Items from a data source:
+ + + + +

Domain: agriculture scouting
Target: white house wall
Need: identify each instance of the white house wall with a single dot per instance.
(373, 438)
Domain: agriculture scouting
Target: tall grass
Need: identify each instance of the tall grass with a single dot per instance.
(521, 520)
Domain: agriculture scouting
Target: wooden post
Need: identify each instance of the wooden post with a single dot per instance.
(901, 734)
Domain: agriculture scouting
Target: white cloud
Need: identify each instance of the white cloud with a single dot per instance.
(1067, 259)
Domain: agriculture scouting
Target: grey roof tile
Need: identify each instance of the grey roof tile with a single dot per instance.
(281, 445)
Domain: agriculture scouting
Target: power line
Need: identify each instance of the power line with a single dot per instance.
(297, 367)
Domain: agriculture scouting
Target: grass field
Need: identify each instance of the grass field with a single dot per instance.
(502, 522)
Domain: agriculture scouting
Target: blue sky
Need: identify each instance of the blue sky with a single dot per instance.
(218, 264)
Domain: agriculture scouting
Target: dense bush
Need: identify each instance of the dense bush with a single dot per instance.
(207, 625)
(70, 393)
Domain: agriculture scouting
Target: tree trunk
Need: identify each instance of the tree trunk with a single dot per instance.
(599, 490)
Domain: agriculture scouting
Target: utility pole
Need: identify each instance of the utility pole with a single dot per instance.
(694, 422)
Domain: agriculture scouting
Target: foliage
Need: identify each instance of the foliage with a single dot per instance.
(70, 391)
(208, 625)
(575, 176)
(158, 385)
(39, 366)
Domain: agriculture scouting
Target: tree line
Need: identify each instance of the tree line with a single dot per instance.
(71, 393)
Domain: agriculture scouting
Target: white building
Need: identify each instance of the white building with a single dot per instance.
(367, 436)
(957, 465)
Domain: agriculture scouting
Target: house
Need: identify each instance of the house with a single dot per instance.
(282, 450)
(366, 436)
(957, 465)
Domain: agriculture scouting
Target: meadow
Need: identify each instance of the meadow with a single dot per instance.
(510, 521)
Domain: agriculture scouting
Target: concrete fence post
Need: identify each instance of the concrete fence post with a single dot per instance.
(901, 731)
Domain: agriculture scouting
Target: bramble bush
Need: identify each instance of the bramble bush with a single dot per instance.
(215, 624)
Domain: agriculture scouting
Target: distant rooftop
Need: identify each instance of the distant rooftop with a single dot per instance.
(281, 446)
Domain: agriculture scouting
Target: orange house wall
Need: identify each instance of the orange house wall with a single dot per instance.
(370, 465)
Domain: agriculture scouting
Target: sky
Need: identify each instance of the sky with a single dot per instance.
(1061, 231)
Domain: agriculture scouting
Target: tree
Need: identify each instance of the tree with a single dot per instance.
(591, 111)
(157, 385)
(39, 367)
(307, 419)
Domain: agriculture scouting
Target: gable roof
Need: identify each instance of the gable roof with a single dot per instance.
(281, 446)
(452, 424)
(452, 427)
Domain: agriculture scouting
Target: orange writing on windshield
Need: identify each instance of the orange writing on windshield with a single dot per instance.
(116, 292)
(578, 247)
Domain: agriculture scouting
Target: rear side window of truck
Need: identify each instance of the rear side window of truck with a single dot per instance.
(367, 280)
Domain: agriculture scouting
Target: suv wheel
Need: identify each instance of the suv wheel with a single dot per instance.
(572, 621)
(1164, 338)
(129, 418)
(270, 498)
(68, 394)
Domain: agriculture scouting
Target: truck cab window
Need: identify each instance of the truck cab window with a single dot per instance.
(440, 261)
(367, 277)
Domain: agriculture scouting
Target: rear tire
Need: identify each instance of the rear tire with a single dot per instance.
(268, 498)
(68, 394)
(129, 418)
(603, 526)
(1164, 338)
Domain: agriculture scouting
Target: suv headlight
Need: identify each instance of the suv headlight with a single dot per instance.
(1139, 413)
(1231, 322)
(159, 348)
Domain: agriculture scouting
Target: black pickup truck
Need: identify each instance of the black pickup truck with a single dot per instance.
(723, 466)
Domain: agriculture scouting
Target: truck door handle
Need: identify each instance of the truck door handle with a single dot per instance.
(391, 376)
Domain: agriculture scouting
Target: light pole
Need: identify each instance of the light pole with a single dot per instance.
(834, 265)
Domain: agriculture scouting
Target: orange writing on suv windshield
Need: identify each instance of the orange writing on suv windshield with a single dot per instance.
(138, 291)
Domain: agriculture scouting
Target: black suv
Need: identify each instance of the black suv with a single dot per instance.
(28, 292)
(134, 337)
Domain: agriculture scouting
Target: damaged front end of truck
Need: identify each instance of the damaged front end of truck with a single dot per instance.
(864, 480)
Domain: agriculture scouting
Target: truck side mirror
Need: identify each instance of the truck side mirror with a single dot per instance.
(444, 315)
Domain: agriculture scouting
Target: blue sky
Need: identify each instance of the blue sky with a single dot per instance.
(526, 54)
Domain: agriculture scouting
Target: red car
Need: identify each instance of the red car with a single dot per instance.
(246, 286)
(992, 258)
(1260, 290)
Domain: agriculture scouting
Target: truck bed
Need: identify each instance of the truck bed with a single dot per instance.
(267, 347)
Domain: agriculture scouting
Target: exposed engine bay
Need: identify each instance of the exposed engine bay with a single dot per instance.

+ + + + +

*Required task:*
Quote the entire listing above exactly.

*Full output:*
Domain: agriculture scouting
Target: white house wall
Need: identify each instance of the white house wall with a single dot per instance.
(373, 438)
Domain: agriculture scouting
Target: tall grass
Need: identify each instance of the tall grass with a single dot per instance.
(521, 520)
Domain: agriculture scouting
Target: wooden post
Need: identify each instance of the wooden post with a single dot per instance.
(901, 734)
Domain: agriculture scouting
Target: white cloud
Need: identify each instance of the white cloud with a single dot per instance.
(1067, 259)
Domain: agriculture scouting
Target: grey roof tile
Need: identify each instance of the grey roof tile with a single dot per instance.
(281, 445)
Domain: agriculture scouting
Target: power line
Need: identify each instance of the power line with a single dot per instance.
(297, 367)
Domain: agriculture scouting
Target: grass field
Need: identify each instance of the grass field with a single dot per instance.
(502, 522)
Domain: agriculture scouting
Target: blue sky
Need: identify each instance of the blue sky with a single dot per instance.
(218, 264)
Domain: agriculture scouting
Target: dense bush
Need: identify each instance of the dense bush with a single dot per instance.
(207, 625)
(70, 393)
Domain: agriculture scouting
Target: tree trunk
Need: identify each instance of the tree trunk with a single dot per instance.
(599, 490)
Domain: agriculture scouting
Target: utility pole
Need: identify each instance of the utility pole with a single dot per instance.
(694, 422)
Domain: agriculture scouting
Target: foliage
Need: identify each instance of the foliage with a single dot per instance.
(70, 391)
(208, 625)
(575, 176)
(158, 385)
(39, 366)
Domain: agriculture scouting
Target: tree line
Need: identify each instance of the tree line with a single dot per instance.
(71, 393)
Domain: agriculture scouting
Target: white building
Need: identify each instance of the white building with a single dot per instance.
(367, 436)
(957, 465)
Domain: agriculture scouting
Target: house
Need: identify each instance of the house with a single dot per instance.
(282, 450)
(366, 436)
(957, 465)
Domain: agriculture scouting
Target: meadow
Need: identify each instance of the meadow with a single dot per instance.
(510, 521)
Domain: agriculture scouting
Target: concrete fence post
Need: identify each instance of the concrete fence post with a single dot per instance.
(901, 731)
Domain: agriculture scouting
Target: bramble bush
Need: identify each instance of the bramble bush with a single dot per instance.
(215, 624)
Domain: agriculture scouting
Target: distant rooftop
Need: identify each instance of the distant rooftop with a single dot per instance.
(281, 446)
Domain: agriculture scouting
Target: orange house wall
Need: identify each instance of the orange house wall with a single dot per instance.
(370, 465)
Domain: agriculture scouting
Target: sky
Need: identify each instance of the sky with a single dot per instance.
(1061, 231)
Domain: agriculture scouting
Target: tree
Need: identify each instance of the tree with a single dot per instance.
(591, 111)
(157, 385)
(39, 367)
(307, 419)
Domain: agriculture scouting
Target: gable roof
Need: identify each instance of the gable roof with a single dot per instance.
(281, 446)
(452, 424)
(452, 427)
Domain: agriculture scouting
Target: orange writing on windshield
Need: identify each instance of the orange writing on windshield with a single dot per instance.
(116, 292)
(578, 247)
Domain: agriculture scouting
Target: rear side window of truck
Need: identify each instance of the rear side window of truck with a single dot per instance.
(367, 280)
Domain: agriculture scouting
Target: suv wheel
Need: identify each instance of the suv wheel with a single dot per instance.
(572, 621)
(1164, 338)
(129, 418)
(270, 498)
(68, 394)
Domain: agriculture scouting
Target: truck cab window
Need: identify each instance of the truck cab window with a single dot per instance.
(440, 261)
(367, 277)
Domain: agriculture scouting
Target: rear tire
Need: identify each instance of the rear tire with a single dot per instance.
(268, 498)
(68, 394)
(129, 418)
(603, 526)
(1164, 338)
Domain: agriculture scouting
Target: suv headlight
Need: identify each instance of the suv headlight with a single dot per instance.
(1139, 413)
(1231, 322)
(159, 348)
Domain: agriculture scouting
Target: black pickup truck
Need: identify each instance of the black pickup truck with a single dot per instance.
(723, 466)
Domain: agriculture scouting
Target: truck door handle
Need: identify each instance of the truck door handle with a single dot per instance.
(391, 376)
Domain: agriculture scouting
Target: light pole
Need: identify each instance of the light pole with a single dot per instance.
(834, 265)
Domain: agriculture scouting
Target: orange writing on suv windshield
Need: identify each instance of the orange writing on suv windshield with a single dot per instance.
(138, 291)
Domain: agriculture scouting
Target: black suv
Need: identify each instance of the black suv with a single dot per instance.
(28, 292)
(134, 337)
Domain: agriculture scouting
Target: damaged front end of truck
Need: identify each instance of the damaged front end of truck with a single dot per instance.
(864, 480)
Domain: agriculture scouting
Target: truck side mirror
Need: identify each instance of the truck side mirror with a single dot per instance.
(444, 315)
Domain: agriculture scouting
Target: blue sky
Need: identify each instance of the blue sky with a single dot per instance.
(526, 54)
Domain: agriculture scouting
Target: red car
Need: identify each instance of the red car with a single dot per instance.
(246, 286)
(992, 258)
(1260, 290)
Domain: agriculture scouting
Target: truck bed
Need: identify each instance of the truck bed with a single dot per instance.
(267, 347)
Domain: agriculture scouting
Target: exposed engine bay
Need: identify each instance of the exposed engine bay with a single dot per instance.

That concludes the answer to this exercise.